#### Brief
Copy out the entries below, swapping each "one line each" for "one per line" and leaving every other word untouched.

━━ Information provided

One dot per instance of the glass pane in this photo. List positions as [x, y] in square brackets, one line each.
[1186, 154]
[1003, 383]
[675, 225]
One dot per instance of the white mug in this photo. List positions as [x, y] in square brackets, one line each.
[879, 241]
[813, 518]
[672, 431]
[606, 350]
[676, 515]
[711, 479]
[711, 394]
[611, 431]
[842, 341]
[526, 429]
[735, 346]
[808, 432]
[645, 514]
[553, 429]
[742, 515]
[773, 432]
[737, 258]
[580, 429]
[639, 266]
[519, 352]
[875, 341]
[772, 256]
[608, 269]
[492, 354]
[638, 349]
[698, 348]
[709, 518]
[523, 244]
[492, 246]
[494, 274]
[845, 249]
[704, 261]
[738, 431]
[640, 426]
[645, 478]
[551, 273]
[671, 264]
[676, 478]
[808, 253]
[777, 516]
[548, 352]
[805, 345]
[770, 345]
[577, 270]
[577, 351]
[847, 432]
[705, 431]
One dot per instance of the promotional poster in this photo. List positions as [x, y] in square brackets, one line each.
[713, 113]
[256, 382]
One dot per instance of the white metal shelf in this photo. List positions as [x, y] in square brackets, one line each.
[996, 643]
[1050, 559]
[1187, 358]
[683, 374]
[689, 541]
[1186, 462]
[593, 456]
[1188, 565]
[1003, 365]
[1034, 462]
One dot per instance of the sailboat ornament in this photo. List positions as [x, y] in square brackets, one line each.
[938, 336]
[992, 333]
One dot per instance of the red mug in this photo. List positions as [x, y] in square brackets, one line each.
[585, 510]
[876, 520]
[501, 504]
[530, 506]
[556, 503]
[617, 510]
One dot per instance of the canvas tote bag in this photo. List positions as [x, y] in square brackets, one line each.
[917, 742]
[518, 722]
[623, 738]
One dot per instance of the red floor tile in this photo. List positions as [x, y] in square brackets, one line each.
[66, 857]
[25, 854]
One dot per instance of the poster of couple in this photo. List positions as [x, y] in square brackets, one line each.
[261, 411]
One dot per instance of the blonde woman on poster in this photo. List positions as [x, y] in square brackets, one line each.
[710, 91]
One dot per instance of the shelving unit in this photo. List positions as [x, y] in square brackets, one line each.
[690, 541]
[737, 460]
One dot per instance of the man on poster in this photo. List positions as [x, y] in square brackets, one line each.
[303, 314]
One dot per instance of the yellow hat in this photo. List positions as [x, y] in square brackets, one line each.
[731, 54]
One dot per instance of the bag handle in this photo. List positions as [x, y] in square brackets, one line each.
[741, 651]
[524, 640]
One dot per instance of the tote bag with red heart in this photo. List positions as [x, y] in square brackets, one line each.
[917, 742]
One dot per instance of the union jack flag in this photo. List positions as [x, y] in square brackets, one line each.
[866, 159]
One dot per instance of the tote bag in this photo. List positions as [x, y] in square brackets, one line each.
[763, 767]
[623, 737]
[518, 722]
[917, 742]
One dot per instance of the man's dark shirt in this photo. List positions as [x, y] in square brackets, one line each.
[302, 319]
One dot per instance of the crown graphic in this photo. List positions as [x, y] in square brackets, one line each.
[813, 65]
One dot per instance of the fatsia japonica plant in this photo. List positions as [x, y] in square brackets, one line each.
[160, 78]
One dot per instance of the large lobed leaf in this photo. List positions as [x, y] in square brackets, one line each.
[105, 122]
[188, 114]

━━━━

#### Answer for this exercise
One dot per instance of the glass pane in this photo. List positions as [x, y] in square brackets, one per line.
[1186, 154]
[1003, 383]
[675, 225]
One dot per instance of the white mug in this photo. List positions as [x, y] in square brackets, one per line.
[879, 241]
[813, 518]
[672, 431]
[606, 350]
[676, 515]
[711, 479]
[711, 394]
[611, 431]
[842, 341]
[526, 429]
[735, 346]
[808, 432]
[645, 514]
[553, 429]
[742, 515]
[773, 432]
[737, 258]
[580, 429]
[639, 266]
[519, 352]
[875, 341]
[772, 256]
[608, 269]
[492, 354]
[638, 349]
[698, 348]
[709, 518]
[523, 244]
[492, 246]
[494, 274]
[845, 249]
[704, 261]
[738, 431]
[640, 426]
[645, 478]
[551, 273]
[671, 264]
[676, 478]
[808, 253]
[777, 516]
[548, 352]
[805, 345]
[770, 345]
[577, 270]
[577, 351]
[847, 432]
[705, 431]
One dot per instance of the promotional poster in this photo. List positions as [x, y] in square brackets, one per line.
[713, 113]
[256, 382]
One dot per instance of the white metal shelf in this photo. List positions as [x, y] in square brackets, one per line.
[996, 643]
[1050, 559]
[1187, 358]
[683, 374]
[689, 541]
[1186, 462]
[593, 456]
[1188, 565]
[1003, 365]
[1034, 462]
One dot per instance of the sailboat ornament in this photo. List positions as [x, y] in square brackets, one per line.
[938, 336]
[992, 333]
One dot per instance of the red mug in this photo. List positions as [x, y] in square brackets, one per line.
[585, 510]
[876, 520]
[501, 504]
[530, 506]
[556, 503]
[617, 510]
One dot per instance of the canvas tote bag in this photo. List positions as [x, y] in square brackets, one per line.
[917, 742]
[518, 722]
[623, 738]
One dot per instance of the red floor tile in this photo. List positions as [x, y] in square brackets, one per line.
[66, 857]
[25, 854]
One dot per instance of the poster of couple in this photo. List positions as [x, y] in square brackets, one per line.
[261, 411]
One dot per instance of the blonde woman on poster in this photo. List positions as [x, y] in square brackets, one per line.
[710, 91]
One dot per instance of the shelving unit in this photo. List positions as [x, y] in square brackets, one per line.
[690, 541]
[737, 460]
One dot per instance of the man on poster in this photo. List positions as [x, y] in square brackets, one per line.
[303, 314]
One dot per instance of the yellow hat in this photo. List positions as [x, y] in square brackets, one per line.
[731, 54]
One dot per instance of the bag handle in this photo. List positions as [x, y] in square brackets, one per line.
[741, 651]
[524, 640]
One dot per instance of the tote bag with red heart in this photo. List positions as [x, y] in square brackets, one per line.
[917, 742]
One dot per instance of the union jack flag in this photo. List positions as [x, y] in square brackets, one per line.
[866, 159]
One dot per instance of the tote bag in this photo. List positions as [x, y] in square brackets, one per line.
[763, 767]
[623, 737]
[518, 722]
[917, 742]
One dot per instance of the man's dark shirt in this photo. List positions as [x, y] in square brackets, one per line.
[302, 319]
One dot per instance of the crown graphic in this photo. List positions as [x, y] in square brackets, one per line.
[813, 65]
One dot per instance of the fatsia japonica plant in this photo. List positions as [x, y] in square brackets, one per line.
[160, 78]
One dot per instance of the large lobed leaf in this photo. List positions as [x, y] in square brackets, one per line.
[105, 122]
[188, 114]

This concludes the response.